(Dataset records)
BEGIN

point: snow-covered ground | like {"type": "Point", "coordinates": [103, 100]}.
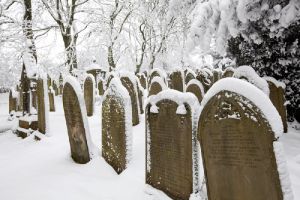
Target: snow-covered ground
{"type": "Point", "coordinates": [44, 170]}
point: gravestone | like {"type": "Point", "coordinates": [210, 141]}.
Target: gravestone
{"type": "Point", "coordinates": [176, 81]}
{"type": "Point", "coordinates": [169, 157]}
{"type": "Point", "coordinates": [237, 145]}
{"type": "Point", "coordinates": [76, 120]}
{"type": "Point", "coordinates": [278, 100]}
{"type": "Point", "coordinates": [157, 85]}
{"type": "Point", "coordinates": [100, 88]}
{"type": "Point", "coordinates": [89, 94]}
{"type": "Point", "coordinates": [12, 101]}
{"type": "Point", "coordinates": [116, 131]}
{"type": "Point", "coordinates": [132, 90]}
{"type": "Point", "coordinates": [196, 87]}
{"type": "Point", "coordinates": [42, 89]}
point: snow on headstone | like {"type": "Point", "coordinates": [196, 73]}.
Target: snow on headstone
{"type": "Point", "coordinates": [228, 72]}
{"type": "Point", "coordinates": [117, 126]}
{"type": "Point", "coordinates": [157, 85]}
{"type": "Point", "coordinates": [172, 151]}
{"type": "Point", "coordinates": [89, 94]}
{"type": "Point", "coordinates": [248, 73]}
{"type": "Point", "coordinates": [176, 80]}
{"type": "Point", "coordinates": [76, 120]}
{"type": "Point", "coordinates": [277, 97]}
{"type": "Point", "coordinates": [239, 136]}
{"type": "Point", "coordinates": [196, 87]}
{"type": "Point", "coordinates": [129, 82]}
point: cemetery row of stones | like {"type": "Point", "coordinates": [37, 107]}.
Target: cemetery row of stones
{"type": "Point", "coordinates": [202, 121]}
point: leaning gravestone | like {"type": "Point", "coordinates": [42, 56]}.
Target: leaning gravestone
{"type": "Point", "coordinates": [170, 144]}
{"type": "Point", "coordinates": [76, 120]}
{"type": "Point", "coordinates": [278, 99]}
{"type": "Point", "coordinates": [238, 134]}
{"type": "Point", "coordinates": [132, 90]}
{"type": "Point", "coordinates": [157, 85]}
{"type": "Point", "coordinates": [12, 100]}
{"type": "Point", "coordinates": [176, 81]}
{"type": "Point", "coordinates": [43, 103]}
{"type": "Point", "coordinates": [116, 126]}
{"type": "Point", "coordinates": [89, 94]}
{"type": "Point", "coordinates": [196, 87]}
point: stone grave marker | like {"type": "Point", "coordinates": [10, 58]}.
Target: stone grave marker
{"type": "Point", "coordinates": [196, 87]}
{"type": "Point", "coordinates": [132, 90]}
{"type": "Point", "coordinates": [116, 126]}
{"type": "Point", "coordinates": [76, 120]}
{"type": "Point", "coordinates": [169, 144]}
{"type": "Point", "coordinates": [237, 143]}
{"type": "Point", "coordinates": [89, 94]}
{"type": "Point", "coordinates": [176, 81]}
{"type": "Point", "coordinates": [278, 99]}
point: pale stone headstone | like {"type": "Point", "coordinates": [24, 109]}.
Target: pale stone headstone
{"type": "Point", "coordinates": [89, 94]}
{"type": "Point", "coordinates": [132, 90]}
{"type": "Point", "coordinates": [170, 147]}
{"type": "Point", "coordinates": [116, 126]}
{"type": "Point", "coordinates": [238, 143]}
{"type": "Point", "coordinates": [176, 81]}
{"type": "Point", "coordinates": [76, 120]}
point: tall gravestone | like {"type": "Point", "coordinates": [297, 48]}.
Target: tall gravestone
{"type": "Point", "coordinates": [170, 147]}
{"type": "Point", "coordinates": [237, 142]}
{"type": "Point", "coordinates": [76, 120]}
{"type": "Point", "coordinates": [176, 81]}
{"type": "Point", "coordinates": [132, 90]}
{"type": "Point", "coordinates": [116, 126]}
{"type": "Point", "coordinates": [42, 90]}
{"type": "Point", "coordinates": [196, 87]}
{"type": "Point", "coordinates": [278, 100]}
{"type": "Point", "coordinates": [88, 88]}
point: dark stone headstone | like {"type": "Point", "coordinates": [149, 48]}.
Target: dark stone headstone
{"type": "Point", "coordinates": [89, 95]}
{"type": "Point", "coordinates": [116, 144]}
{"type": "Point", "coordinates": [278, 100]}
{"type": "Point", "coordinates": [176, 81]}
{"type": "Point", "coordinates": [127, 83]}
{"type": "Point", "coordinates": [195, 88]}
{"type": "Point", "coordinates": [237, 150]}
{"type": "Point", "coordinates": [169, 149]}
{"type": "Point", "coordinates": [75, 125]}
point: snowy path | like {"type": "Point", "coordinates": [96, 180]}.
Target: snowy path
{"type": "Point", "coordinates": [44, 170]}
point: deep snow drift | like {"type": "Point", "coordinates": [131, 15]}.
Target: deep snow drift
{"type": "Point", "coordinates": [44, 170]}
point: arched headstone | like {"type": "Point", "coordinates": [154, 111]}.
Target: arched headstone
{"type": "Point", "coordinates": [238, 133]}
{"type": "Point", "coordinates": [76, 120]}
{"type": "Point", "coordinates": [277, 97]}
{"type": "Point", "coordinates": [132, 90]}
{"type": "Point", "coordinates": [89, 94]}
{"type": "Point", "coordinates": [195, 87]}
{"type": "Point", "coordinates": [170, 136]}
{"type": "Point", "coordinates": [176, 80]}
{"type": "Point", "coordinates": [116, 126]}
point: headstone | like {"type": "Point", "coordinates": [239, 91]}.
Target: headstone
{"type": "Point", "coordinates": [116, 131]}
{"type": "Point", "coordinates": [157, 85]}
{"type": "Point", "coordinates": [237, 143]}
{"type": "Point", "coordinates": [76, 120]}
{"type": "Point", "coordinates": [170, 146]}
{"type": "Point", "coordinates": [132, 90]}
{"type": "Point", "coordinates": [42, 97]}
{"type": "Point", "coordinates": [100, 88]}
{"type": "Point", "coordinates": [196, 87]}
{"type": "Point", "coordinates": [89, 94]}
{"type": "Point", "coordinates": [12, 101]}
{"type": "Point", "coordinates": [176, 81]}
{"type": "Point", "coordinates": [278, 100]}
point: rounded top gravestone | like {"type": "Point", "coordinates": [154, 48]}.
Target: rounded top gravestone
{"type": "Point", "coordinates": [238, 134]}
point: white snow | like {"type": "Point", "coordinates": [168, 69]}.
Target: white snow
{"type": "Point", "coordinates": [251, 76]}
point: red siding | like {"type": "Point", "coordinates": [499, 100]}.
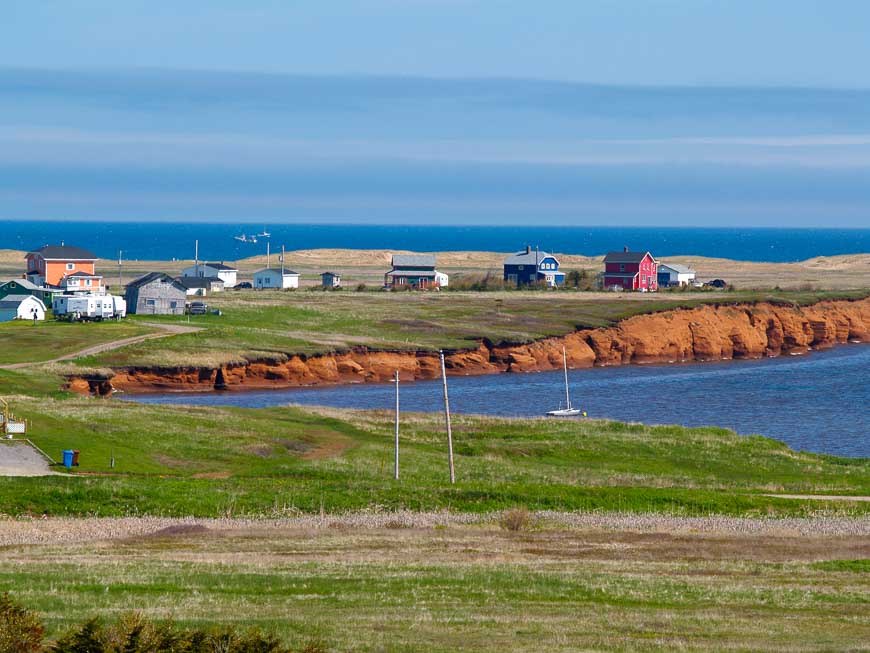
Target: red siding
{"type": "Point", "coordinates": [646, 275]}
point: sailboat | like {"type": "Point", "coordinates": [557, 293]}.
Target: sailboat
{"type": "Point", "coordinates": [569, 411]}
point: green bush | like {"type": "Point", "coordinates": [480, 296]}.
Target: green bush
{"type": "Point", "coordinates": [20, 629]}
{"type": "Point", "coordinates": [22, 632]}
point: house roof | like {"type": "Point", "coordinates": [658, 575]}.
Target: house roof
{"type": "Point", "coordinates": [676, 267]}
{"type": "Point", "coordinates": [219, 266]}
{"type": "Point", "coordinates": [625, 257]}
{"type": "Point", "coordinates": [412, 273]}
{"type": "Point", "coordinates": [64, 253]}
{"type": "Point", "coordinates": [287, 273]}
{"type": "Point", "coordinates": [14, 301]}
{"type": "Point", "coordinates": [152, 276]}
{"type": "Point", "coordinates": [527, 257]}
{"type": "Point", "coordinates": [199, 282]}
{"type": "Point", "coordinates": [414, 260]}
{"type": "Point", "coordinates": [24, 283]}
{"type": "Point", "coordinates": [83, 274]}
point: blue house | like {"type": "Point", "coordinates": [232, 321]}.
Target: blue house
{"type": "Point", "coordinates": [531, 266]}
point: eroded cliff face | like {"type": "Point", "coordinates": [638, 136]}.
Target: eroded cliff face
{"type": "Point", "coordinates": [700, 334]}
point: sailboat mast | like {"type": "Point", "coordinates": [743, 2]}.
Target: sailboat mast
{"type": "Point", "coordinates": [565, 367]}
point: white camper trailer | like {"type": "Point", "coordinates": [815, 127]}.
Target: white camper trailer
{"type": "Point", "coordinates": [88, 307]}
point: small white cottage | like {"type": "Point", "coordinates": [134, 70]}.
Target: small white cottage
{"type": "Point", "coordinates": [21, 307]}
{"type": "Point", "coordinates": [225, 273]}
{"type": "Point", "coordinates": [673, 274]}
{"type": "Point", "coordinates": [272, 278]}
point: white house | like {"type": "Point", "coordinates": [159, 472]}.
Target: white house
{"type": "Point", "coordinates": [225, 273]}
{"type": "Point", "coordinates": [416, 271]}
{"type": "Point", "coordinates": [82, 282]}
{"type": "Point", "coordinates": [330, 279]}
{"type": "Point", "coordinates": [201, 286]}
{"type": "Point", "coordinates": [272, 278]}
{"type": "Point", "coordinates": [673, 274]}
{"type": "Point", "coordinates": [21, 307]}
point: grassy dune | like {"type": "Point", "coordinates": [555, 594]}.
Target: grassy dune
{"type": "Point", "coordinates": [267, 462]}
{"type": "Point", "coordinates": [369, 266]}
{"type": "Point", "coordinates": [274, 323]}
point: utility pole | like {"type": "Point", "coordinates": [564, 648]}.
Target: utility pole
{"type": "Point", "coordinates": [447, 416]}
{"type": "Point", "coordinates": [396, 466]}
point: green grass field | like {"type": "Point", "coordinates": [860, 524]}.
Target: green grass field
{"type": "Point", "coordinates": [23, 342]}
{"type": "Point", "coordinates": [475, 588]}
{"type": "Point", "coordinates": [457, 588]}
{"type": "Point", "coordinates": [177, 460]}
{"type": "Point", "coordinates": [269, 323]}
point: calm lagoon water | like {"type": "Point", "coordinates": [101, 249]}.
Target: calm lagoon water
{"type": "Point", "coordinates": [819, 402]}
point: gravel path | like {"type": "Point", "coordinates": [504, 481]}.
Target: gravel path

END

Given exercise: Reproduce word for word everything in the entries from the line containing "point: eroded cliff" down to the end of the entries, including both of those end lines.

Output:
point: eroded cliff face | like {"type": "Point", "coordinates": [638, 136]}.
Target: eroded cliff face
{"type": "Point", "coordinates": [700, 334]}
point: sailboat mast | like {"type": "Point", "coordinates": [743, 2]}.
Target: sailboat mast
{"type": "Point", "coordinates": [565, 367]}
point: white camper trailer | like {"type": "Point", "coordinates": [815, 127]}.
Target: white camper trailer
{"type": "Point", "coordinates": [88, 307]}
point: small white cottage | like {"type": "Point", "coordinates": [134, 70]}.
Target: small white cottage
{"type": "Point", "coordinates": [21, 307]}
{"type": "Point", "coordinates": [225, 273]}
{"type": "Point", "coordinates": [673, 274]}
{"type": "Point", "coordinates": [272, 278]}
point: white house | like {"type": "Point", "coordinates": [159, 472]}.
Target: white house
{"type": "Point", "coordinates": [225, 273]}
{"type": "Point", "coordinates": [416, 271]}
{"type": "Point", "coordinates": [82, 282]}
{"type": "Point", "coordinates": [330, 279]}
{"type": "Point", "coordinates": [201, 286]}
{"type": "Point", "coordinates": [272, 278]}
{"type": "Point", "coordinates": [673, 274]}
{"type": "Point", "coordinates": [21, 307]}
point: grassy dune | like {"type": "Point", "coordinates": [555, 594]}.
Target: grassy dune
{"type": "Point", "coordinates": [267, 462]}
{"type": "Point", "coordinates": [369, 266]}
{"type": "Point", "coordinates": [274, 323]}
point: utility pole | like {"type": "Point", "coordinates": [564, 648]}.
Target: utility pole
{"type": "Point", "coordinates": [447, 416]}
{"type": "Point", "coordinates": [396, 466]}
point: green grass field | like {"type": "Point", "coordinates": [860, 524]}.
Target: green grass field
{"type": "Point", "coordinates": [23, 342]}
{"type": "Point", "coordinates": [475, 588]}
{"type": "Point", "coordinates": [457, 588]}
{"type": "Point", "coordinates": [177, 460]}
{"type": "Point", "coordinates": [269, 323]}
point: calm lagoon water | like {"type": "Point", "coordinates": [101, 249]}.
Target: calm lagoon water
{"type": "Point", "coordinates": [819, 402]}
point: gravel path | like {"type": "Point", "coordinates": [504, 481]}.
Target: gravel path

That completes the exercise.